_YOUR TASK_
When you restate the entries that follow, keep every word exactly and drop the pictures.
═════ STORED DATA
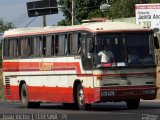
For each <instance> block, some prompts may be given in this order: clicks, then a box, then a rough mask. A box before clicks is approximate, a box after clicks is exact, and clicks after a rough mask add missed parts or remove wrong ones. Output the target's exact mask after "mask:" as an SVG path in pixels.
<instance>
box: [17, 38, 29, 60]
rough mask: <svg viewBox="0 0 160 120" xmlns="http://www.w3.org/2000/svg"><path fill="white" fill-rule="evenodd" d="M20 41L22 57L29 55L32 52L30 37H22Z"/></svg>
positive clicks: (19, 45)
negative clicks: (29, 40)
mask: <svg viewBox="0 0 160 120" xmlns="http://www.w3.org/2000/svg"><path fill="white" fill-rule="evenodd" d="M19 43H20V44H19V52H20V57H28V56H29V54H30V46H29V38H27V37H26V38H20V40H19Z"/></svg>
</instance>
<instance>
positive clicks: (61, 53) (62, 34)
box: [58, 34, 66, 55]
mask: <svg viewBox="0 0 160 120" xmlns="http://www.w3.org/2000/svg"><path fill="white" fill-rule="evenodd" d="M65 38H66V36H65V34H61V35H59V36H58V55H64V54H65Z"/></svg>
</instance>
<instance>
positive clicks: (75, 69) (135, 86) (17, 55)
mask: <svg viewBox="0 0 160 120" xmlns="http://www.w3.org/2000/svg"><path fill="white" fill-rule="evenodd" d="M105 47H108V48H110V50H111V51H112V53H113V55H114V60H113V61H112V62H110V63H105V62H103V63H101V56H99V55H98V53H99V51H101V50H102V49H103V48H105ZM131 51H134V53H135V54H136V55H137V57H136V59H133V61H131V60H129V59H130V58H129V55H130V52H131ZM155 60H156V59H155V54H154V36H153V31H152V30H150V29H147V28H143V27H141V26H139V25H135V24H128V23H121V22H120V23H119V22H95V23H85V24H82V25H75V26H49V27H31V28H21V29H12V30H8V31H6V32H5V33H4V40H3V81H4V88H5V89H4V91H5V96H6V99H8V100H11V101H21V102H22V105H23V107H25V108H28V107H38V106H39V105H40V103H42V102H59V103H63V105H64V106H75V107H77V108H78V109H80V110H84V109H86V108H88V107H89V106H90V105H91V104H92V103H99V102H107V101H109V102H112V101H113V102H120V101H125V102H126V103H127V106H128V108H129V109H136V108H138V106H139V103H140V99H144V100H152V99H155V98H156V61H155Z"/></svg>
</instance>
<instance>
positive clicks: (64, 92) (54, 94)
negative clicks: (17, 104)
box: [5, 86, 95, 103]
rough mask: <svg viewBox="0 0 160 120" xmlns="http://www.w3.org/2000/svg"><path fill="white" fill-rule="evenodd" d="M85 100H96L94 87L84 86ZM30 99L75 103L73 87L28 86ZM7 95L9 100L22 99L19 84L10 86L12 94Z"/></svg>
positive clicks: (87, 101) (47, 101) (94, 89)
mask: <svg viewBox="0 0 160 120" xmlns="http://www.w3.org/2000/svg"><path fill="white" fill-rule="evenodd" d="M84 91H85V102H86V103H93V102H94V101H95V98H94V94H95V92H94V91H95V89H94V88H84ZM28 94H29V101H37V102H38V101H42V102H63V103H66V102H68V103H73V102H74V96H73V88H71V87H44V86H42V87H40V86H28ZM5 96H6V98H7V99H9V100H14V101H20V96H19V86H10V95H7V94H6V91H5Z"/></svg>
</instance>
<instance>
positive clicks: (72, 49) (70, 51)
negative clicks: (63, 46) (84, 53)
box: [69, 33, 80, 55]
mask: <svg viewBox="0 0 160 120" xmlns="http://www.w3.org/2000/svg"><path fill="white" fill-rule="evenodd" d="M70 36H71V37H70V39H69V49H70V52H69V53H70V54H71V55H76V54H78V33H73V34H71V35H70ZM79 47H80V46H79Z"/></svg>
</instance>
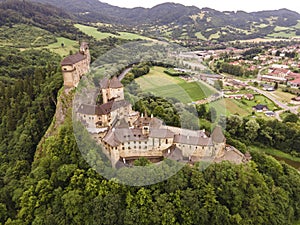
══════════
_RESPONSE TO THE TASK_
For each <instance> block, some prompts may be given in this order: clicks, then a box, then a rough mask. A box before clicks is approximate, a box after clicks is exact, and clicks after a rough mask add missed parts or remove wrong ones. Output the target's exact mask after "mask:" as an SVG path in pixels.
<instance>
box: [17, 38, 29, 60]
rough mask: <svg viewBox="0 0 160 120" xmlns="http://www.w3.org/2000/svg"><path fill="white" fill-rule="evenodd" d="M20 41L22 57L29 55L32 52L30 37H22Z"/></svg>
positive clicks: (19, 45)
negative clicks: (29, 40)
mask: <svg viewBox="0 0 160 120" xmlns="http://www.w3.org/2000/svg"><path fill="white" fill-rule="evenodd" d="M19 43H20V44H19V52H20V57H28V56H29V54H30V46H29V38H27V37H26V38H20V40H19Z"/></svg>
</instance>
<instance>
positive clicks: (61, 53) (62, 34)
box: [58, 34, 66, 55]
mask: <svg viewBox="0 0 160 120" xmlns="http://www.w3.org/2000/svg"><path fill="white" fill-rule="evenodd" d="M65 38H66V36H65V34H61V35H59V36H58V55H64V54H65Z"/></svg>
</instance>
<instance>
positive clicks: (75, 69) (135, 86) (17, 55)
mask: <svg viewBox="0 0 160 120" xmlns="http://www.w3.org/2000/svg"><path fill="white" fill-rule="evenodd" d="M105 47H108V48H110V50H111V51H112V53H113V55H114V60H113V61H112V62H110V63H105V62H103V63H101V56H99V55H98V53H99V51H101V50H102V49H103V48H105ZM131 51H134V53H135V54H136V55H137V57H136V59H133V61H131V60H129V59H130V58H129V55H130V52H131ZM155 60H156V59H155V54H154V36H153V31H152V30H150V29H147V28H143V27H141V26H139V25H135V24H128V23H121V22H120V23H119V22H95V23H85V24H82V25H75V26H49V27H31V28H21V29H12V30H8V31H6V32H5V33H4V40H3V81H4V88H5V89H4V91H5V96H6V99H8V100H11V101H21V102H22V105H23V107H25V108H28V107H38V106H39V105H40V103H42V102H59V103H63V105H64V106H75V107H77V108H78V109H80V110H84V109H86V108H88V107H89V106H90V105H91V104H92V103H99V102H107V101H109V102H112V101H113V102H120V101H125V102H126V103H127V106H128V108H129V109H136V108H138V106H139V103H140V99H144V100H152V99H155V98H156V61H155Z"/></svg>
</instance>
<instance>
positive clicks: (64, 92) (54, 94)
negative clicks: (17, 104)
box: [5, 86, 95, 103]
rough mask: <svg viewBox="0 0 160 120" xmlns="http://www.w3.org/2000/svg"><path fill="white" fill-rule="evenodd" d="M85 100H96L94 87L84 86ZM30 99L75 103L73 87L28 86ZM7 95L9 100L22 99L19 84L10 86L12 94Z"/></svg>
positive clicks: (87, 101) (47, 101) (94, 89)
mask: <svg viewBox="0 0 160 120" xmlns="http://www.w3.org/2000/svg"><path fill="white" fill-rule="evenodd" d="M84 91H85V102H86V103H93V102H94V101H95V98H94V94H95V92H94V91H95V89H94V88H84ZM28 94H29V101H37V102H38V101H42V102H63V103H66V102H68V103H73V102H74V96H73V88H71V87H44V86H42V87H40V86H28ZM5 96H6V98H7V99H9V100H14V101H20V96H19V86H10V95H7V94H6V91H5Z"/></svg>
</instance>
<instance>
positive clicks: (72, 49) (70, 51)
negative clicks: (63, 46) (84, 53)
box: [69, 33, 80, 55]
mask: <svg viewBox="0 0 160 120" xmlns="http://www.w3.org/2000/svg"><path fill="white" fill-rule="evenodd" d="M70 36H71V37H70V39H69V49H70V52H69V53H70V54H71V55H76V54H78V33H73V34H71V35H70ZM79 47H80V46H79Z"/></svg>
</instance>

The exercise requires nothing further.